PARTS OF THE EXERCISE |
**a.** For each statement (i), (ii) and (iii), say whether it agrees with the war account below. Answer yes or no, and quote the deciding words of the text exactly.
(i) The captured city near the Egyptians was sold to Ramses for 520 gold.
(ii) At the start of the war, FDR's military was about twice ours.
(iii) Our spy stole rocketry from Mansa.
**b.** Copy the section of the war account below from "What we did" up to and including "and contemporary army.", without changing any wording.
**c.** Answer these questions from the war account below.
(i) How many airships do we have at this stage?
(ii) Which city is called the double holy city?
(iii) How often do the Ironworks town, the Moai Statues town and the capital build units?

PAGE EXCERPT |
_ _ _

Our barbarian towns are pacified, and we bring a ragtag team of rifles, maces and cannons over to Bantu first (remember Mansa's ex-barbarian city near the Egyptians that we may have been able to capture thousands of years ago?). On the same turn we were going to declare war, Roosevelt asks us to join him. Of course Frankie, anything for our dear friend!

Our city raider rifles capture it, but find the Egyptian culture overwhelming in the area, so we sell it to Ramses for 520 gold, which goes into upgrading more city raider maces into rifles and (shortly) infantry. Mansa's tech rate had slowed to a crawl, and he was off researching the irrelevant artillery and rocketry in any case. Our spy steals artillery from him, enjoying a massive 48% espionage discount for culture in his oil outpost that was choked by our culture.

Our airships and spies tell us that FDR has a stack of around ~25 cavalry, cannons and rifles pushing into Mali lands, while Mansa has around 4-5 cities each guarded by about 6 riflemen or SAMs, plus some wandering cavs and artillery. At this stage, we have something like 5 infantry, 5 rifles, 5 maces, 2 cannons and 8 airships (rendered almost useless by the SAMs). Fortunately it seemed like FDR had already wiped out Mansa's navy, so we didn't have to worry about that. With those infantry in place, Mansa couldn't realistically wipe out our army, it's just that we couldn't take his lands particularly quickly either.

What we did have going for us is our newest colonies ramping up and some of our old mediocre cities getting some degree of production via suffrage. They had all built the basic infrastructure built, and were ready to contribute what they could militarily. Most could only build an infantry or artillery every 6-10 turns, but when we had around 5 cities like that, plus the Ironworks town, the Moai Statues town and the capital building them every 2-3 turns, for the first time we felt capable of producing a sizeable and contemporary army.

In short, we started sieging Djenne, while FDR and Mansa traded units. FDR took two of Mansa's cities at great cost, while we took the jewel in the crown, Djenne the double holy city (here shown after pacification in its subjugated glory):


FDR peaced out at this point for military science, having exhausted much of his army taking four cities from Mansa. At the start of the war, he was around 3 times our military. Now, he was only about 1.5 times. In the same timeframe, Caesar had reduced from about 2.9 times to 2 times also over this timeframe. We feel great about the game again - our big fear at this point was that Mansa would capitulate to FDR, which would have been problematic in the long term. Instead, we could mop up Mansa at our leisure, and we still held a comfortable tech lead over both FDR and Caesar (albeit, both were only a few turns behind us on railroads research at this point).

_ _ _

GIVEN DATA |
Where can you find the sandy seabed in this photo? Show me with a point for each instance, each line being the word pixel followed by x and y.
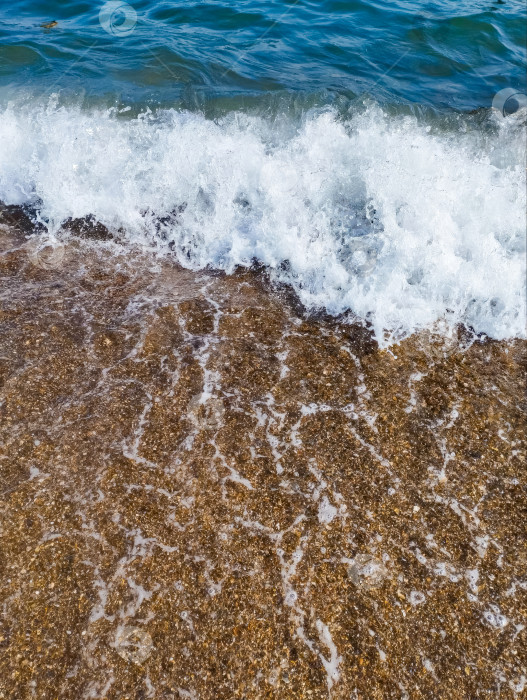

_ _ _

EXPECTED RESULTS |
**a.**
(i) Yes: "so we sell it to Ramses for 520 gold"
(ii) No: "At the start of the war, he was around 3 times our military."
(iii) No: "Our spy steals artillery from him"

**b.**
What we did have going for us is our newest colonies ramping up and some of our old mediocre cities getting some degree of production via suffrage. They had all built the basic infrastructure built, and were ready to contribute what they could militarily. Most could only build an infantry or artillery every 6-10 turns, but when we had around 5 cities like that, plus the Ironworks town, the Moai Statues town and the capital building them every 2-3 turns, for the first time we felt capable of producing a sizeable and contemporary army.

**c.**
(i) 8
(ii) Djenne
(iii) Every 2-3 turns